» **Your assignment**:
Each record should be copied exactly into the answer, and no picture should go with it.

» **Study material**:
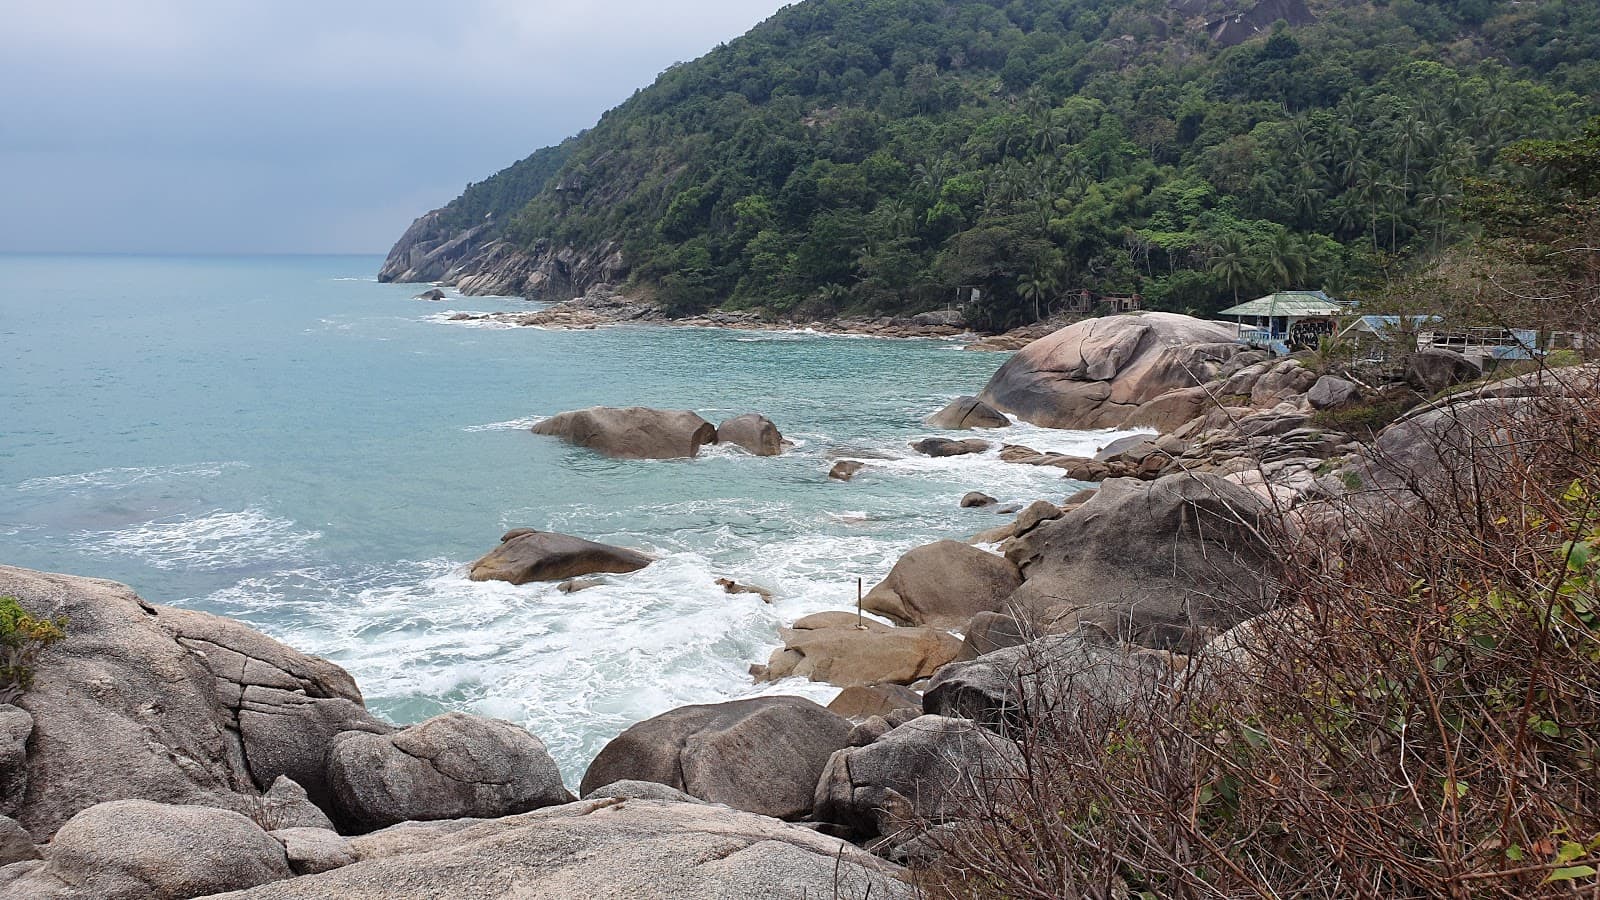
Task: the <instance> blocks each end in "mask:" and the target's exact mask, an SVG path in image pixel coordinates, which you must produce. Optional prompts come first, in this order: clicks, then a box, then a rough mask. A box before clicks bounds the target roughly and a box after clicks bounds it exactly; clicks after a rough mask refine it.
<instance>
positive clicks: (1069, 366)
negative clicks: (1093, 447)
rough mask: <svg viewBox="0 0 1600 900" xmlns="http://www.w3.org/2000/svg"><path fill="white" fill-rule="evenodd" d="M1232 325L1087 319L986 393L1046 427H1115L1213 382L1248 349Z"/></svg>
mask: <svg viewBox="0 0 1600 900" xmlns="http://www.w3.org/2000/svg"><path fill="white" fill-rule="evenodd" d="M1234 338H1235V333H1234V328H1232V327H1230V325H1224V323H1221V322H1205V320H1200V319H1192V317H1189V315H1178V314H1171V312H1144V314H1138V315H1107V317H1104V319H1086V320H1083V322H1078V323H1075V325H1067V327H1066V328H1062V330H1059V331H1056V333H1054V335H1050V336H1048V338H1040V340H1037V341H1034V343H1032V344H1029V346H1026V348H1022V349H1021V351H1018V354H1016V356H1013V357H1011V359H1008V360H1006V362H1005V365H1002V367H1000V370H998V372H995V375H994V378H990V380H989V386H987V388H984V391H982V394H979V399H982V400H984V402H987V404H989V405H992V407H994V408H997V410H1000V412H1006V413H1013V415H1018V416H1019V418H1022V420H1026V421H1030V423H1035V424H1043V426H1046V428H1114V426H1120V424H1123V423H1125V421H1126V420H1128V416H1130V415H1131V413H1133V412H1134V410H1136V408H1138V407H1139V405H1142V404H1146V402H1149V400H1154V399H1157V397H1160V396H1162V394H1166V392H1168V391H1178V389H1181V388H1194V386H1198V384H1203V383H1206V381H1210V380H1211V378H1213V376H1214V375H1216V373H1218V370H1219V367H1221V364H1222V362H1226V360H1227V359H1229V357H1232V356H1235V354H1238V352H1242V351H1243V349H1245V348H1243V346H1242V344H1237V343H1235V341H1234Z"/></svg>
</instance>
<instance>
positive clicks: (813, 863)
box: [230, 799, 912, 900]
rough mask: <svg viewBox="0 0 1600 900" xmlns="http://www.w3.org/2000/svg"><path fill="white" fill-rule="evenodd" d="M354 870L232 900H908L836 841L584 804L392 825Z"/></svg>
mask: <svg viewBox="0 0 1600 900" xmlns="http://www.w3.org/2000/svg"><path fill="white" fill-rule="evenodd" d="M352 844H354V846H355V849H357V854H358V855H360V862H357V863H355V865H350V866H344V868H339V870H334V871H330V873H325V874H315V876H306V878H296V879H291V881H280V882H275V884H266V886H261V887H256V889H251V890H245V892H240V894H235V895H232V897H230V900H325V898H328V897H338V898H339V900H411V898H416V897H472V898H475V900H496V898H501V900H515V898H523V897H539V898H547V900H587V898H590V897H629V898H638V900H675V898H680V897H706V898H709V900H736V898H739V900H742V898H747V897H762V898H770V900H816V898H818V897H874V898H885V900H909V898H910V897H912V890H910V887H907V886H906V884H904V882H901V881H899V879H898V870H896V866H891V865H888V863H883V862H882V860H877V858H875V857H872V855H870V854H867V852H864V850H861V849H858V847H853V846H850V844H846V842H843V841H838V839H835V838H827V836H822V834H818V833H816V831H813V830H810V828H802V826H798V825H787V823H784V822H778V820H774V818H768V817H760V815H754V814H747V812H739V810H731V809H723V807H715V806H702V804H680V802H659V801H616V799H603V801H594V802H590V801H584V802H574V804H566V806H558V807H549V809H541V810H536V812H530V814H523V815H514V817H506V818H496V820H490V822H470V820H464V822H453V823H443V822H442V823H418V825H400V826H395V828H390V830H387V831H379V833H376V834H370V836H365V838H358V839H355V841H352Z"/></svg>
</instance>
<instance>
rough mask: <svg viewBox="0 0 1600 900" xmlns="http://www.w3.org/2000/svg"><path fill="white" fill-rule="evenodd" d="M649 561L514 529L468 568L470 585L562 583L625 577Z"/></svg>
mask: <svg viewBox="0 0 1600 900" xmlns="http://www.w3.org/2000/svg"><path fill="white" fill-rule="evenodd" d="M651 562H653V559H651V557H648V556H645V554H642V552H638V551H637V549H627V548H619V546H611V544H602V543H595V541H587V540H584V538H574V536H571V535H558V533H555V532H534V530H531V528H515V530H510V532H506V536H504V538H501V544H499V546H498V548H494V549H491V551H490V552H486V554H483V557H480V559H478V560H477V562H474V564H472V569H470V572H469V575H467V577H469V578H472V580H474V581H510V583H512V585H526V583H528V581H565V580H566V578H578V577H582V575H595V573H600V572H610V573H627V572H638V570H640V569H643V567H646V565H650V564H651Z"/></svg>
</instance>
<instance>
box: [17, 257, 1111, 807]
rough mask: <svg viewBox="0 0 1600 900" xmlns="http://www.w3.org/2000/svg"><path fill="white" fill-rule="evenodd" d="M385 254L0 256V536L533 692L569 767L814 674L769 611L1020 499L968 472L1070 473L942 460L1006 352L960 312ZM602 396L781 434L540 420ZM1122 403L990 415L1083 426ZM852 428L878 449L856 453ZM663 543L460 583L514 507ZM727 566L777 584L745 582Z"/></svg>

» **Response box**:
Task: the <instance> blocks each end in "mask:" and the target's exact mask, an SVG path in image pixel coordinates, which you must produce. Optional prompts come first, in this order: clicks, then a box, then a rough mask. A box before clicks bounds the target roughly and a box after clicks bounds it exactly; clicks after a rough mask refine it.
<instance>
positive clicks: (1069, 366)
negative clicks: (1093, 447)
rough mask: <svg viewBox="0 0 1600 900" xmlns="http://www.w3.org/2000/svg"><path fill="white" fill-rule="evenodd" d="M1232 325L1087 319L986 393L1046 427H1115L1213 382L1248 349Z"/></svg>
mask: <svg viewBox="0 0 1600 900" xmlns="http://www.w3.org/2000/svg"><path fill="white" fill-rule="evenodd" d="M1234 338H1235V333H1234V328H1232V327H1230V325H1224V323H1221V322H1205V320H1200V319H1192V317H1189V315H1178V314H1171V312H1144V314H1138V315H1107V317H1104V319H1086V320H1083V322H1078V323H1075V325H1067V327H1066V328H1062V330H1059V331H1056V333H1054V335H1050V336H1048V338H1040V340H1037V341H1034V343H1032V344H1029V346H1026V348H1022V349H1021V351H1018V354H1016V356H1013V357H1011V359H1008V360H1006V362H1005V365H1002V367H1000V370H998V372H995V375H994V378H990V380H989V386H987V388H984V391H982V394H979V399H982V400H984V402H987V404H989V405H992V407H994V408H997V410H1000V412H1006V413H1013V415H1018V416H1019V418H1022V420H1026V421H1030V423H1035V424H1043V426H1046V428H1114V426H1120V424H1123V423H1125V421H1126V420H1128V416H1130V415H1131V413H1133V412H1134V410H1136V408H1138V407H1139V405H1142V404H1146V402H1149V400H1154V399H1157V397H1160V396H1162V394H1166V392H1168V391H1178V389H1181V388H1194V386H1198V384H1203V383H1206V381H1210V380H1211V378H1213V376H1214V375H1216V373H1218V370H1219V367H1221V364H1222V362H1226V360H1227V359H1229V357H1232V356H1235V354H1238V352H1242V351H1243V349H1245V348H1243V346H1242V344H1237V343H1235V341H1234Z"/></svg>
</instance>
<instance>
positive clicks: (813, 863)
box: [230, 799, 912, 900]
rough mask: <svg viewBox="0 0 1600 900" xmlns="http://www.w3.org/2000/svg"><path fill="white" fill-rule="evenodd" d="M354 870L232 900H908L836 841L584 804L392 825Z"/></svg>
mask: <svg viewBox="0 0 1600 900" xmlns="http://www.w3.org/2000/svg"><path fill="white" fill-rule="evenodd" d="M352 844H354V846H355V849H357V854H358V855H360V862H357V863H355V865H350V866H344V868H339V870H334V871H330V873H325V874H315V876H306V878H296V879H291V881H280V882H275V884H266V886H261V887H256V889H251V890H245V892H240V894H235V895H232V897H230V900H325V898H328V897H338V898H339V900H411V898H416V897H472V898H475V900H496V898H501V900H515V898H523V897H539V898H547V900H587V898H590V897H629V898H638V900H675V898H680V897H706V898H709V900H736V898H739V900H742V898H747V897H762V898H770V900H816V898H818V897H874V898H885V900H909V898H910V897H912V890H910V887H907V886H906V884H904V882H901V881H899V879H898V870H896V866H891V865H888V863H883V862H882V860H877V858H875V857H872V855H870V854H867V852H864V850H861V849H858V847H853V846H850V844H846V842H843V841H838V839H835V838H827V836H822V834H818V833H816V831H813V830H810V828H802V826H798V825H787V823H784V822H778V820H774V818H768V817H760V815H754V814H747V812H739V810H731V809H723V807H715V806H702V804H680V802H659V801H616V799H603V801H594V802H590V801H584V802H574V804H566V806H558V807H549V809H541V810H536V812H530V814H523V815H514V817H506V818H496V820H490V822H470V820H464V822H453V823H443V822H442V823H418V825H400V826H395V828H390V830H387V831H379V833H376V834H370V836H365V838H358V839H355V841H352Z"/></svg>
</instance>
<instance>
rough mask: <svg viewBox="0 0 1600 900" xmlns="http://www.w3.org/2000/svg"><path fill="white" fill-rule="evenodd" d="M649 561L514 529L468 568L470 585L562 583L625 577Z"/></svg>
mask: <svg viewBox="0 0 1600 900" xmlns="http://www.w3.org/2000/svg"><path fill="white" fill-rule="evenodd" d="M651 562H653V559H651V557H648V556H645V554H642V552H638V551H637V549H627V548H619V546H611V544H602V543H595V541H587V540H584V538H574V536H571V535H558V533H555V532H534V530H531V528H515V530H510V532H506V536H504V538H501V544H499V546H498V548H494V549H491V551H490V552H486V554H483V557H480V559H478V560H477V562H474V564H472V569H470V572H469V575H467V577H469V578H472V580H474V581H510V583H512V585H526V583H528V581H565V580H566V578H578V577H582V575H595V573H600V572H610V573H627V572H638V570H640V569H643V567H646V565H650V564H651Z"/></svg>
</instance>
<instance>
box: [17, 257, 1111, 807]
rough mask: <svg viewBox="0 0 1600 900" xmlns="http://www.w3.org/2000/svg"><path fill="white" fill-rule="evenodd" d="M385 254L0 256V536L533 692L569 767L814 674L769 611L1020 499L968 472L1070 473L942 460L1006 352L960 312ZM602 396L781 434L540 420ZM1122 403L990 415L1083 426ZM852 428L878 449L856 453ZM663 543L460 583L514 507ZM727 566L777 584L745 582Z"/></svg>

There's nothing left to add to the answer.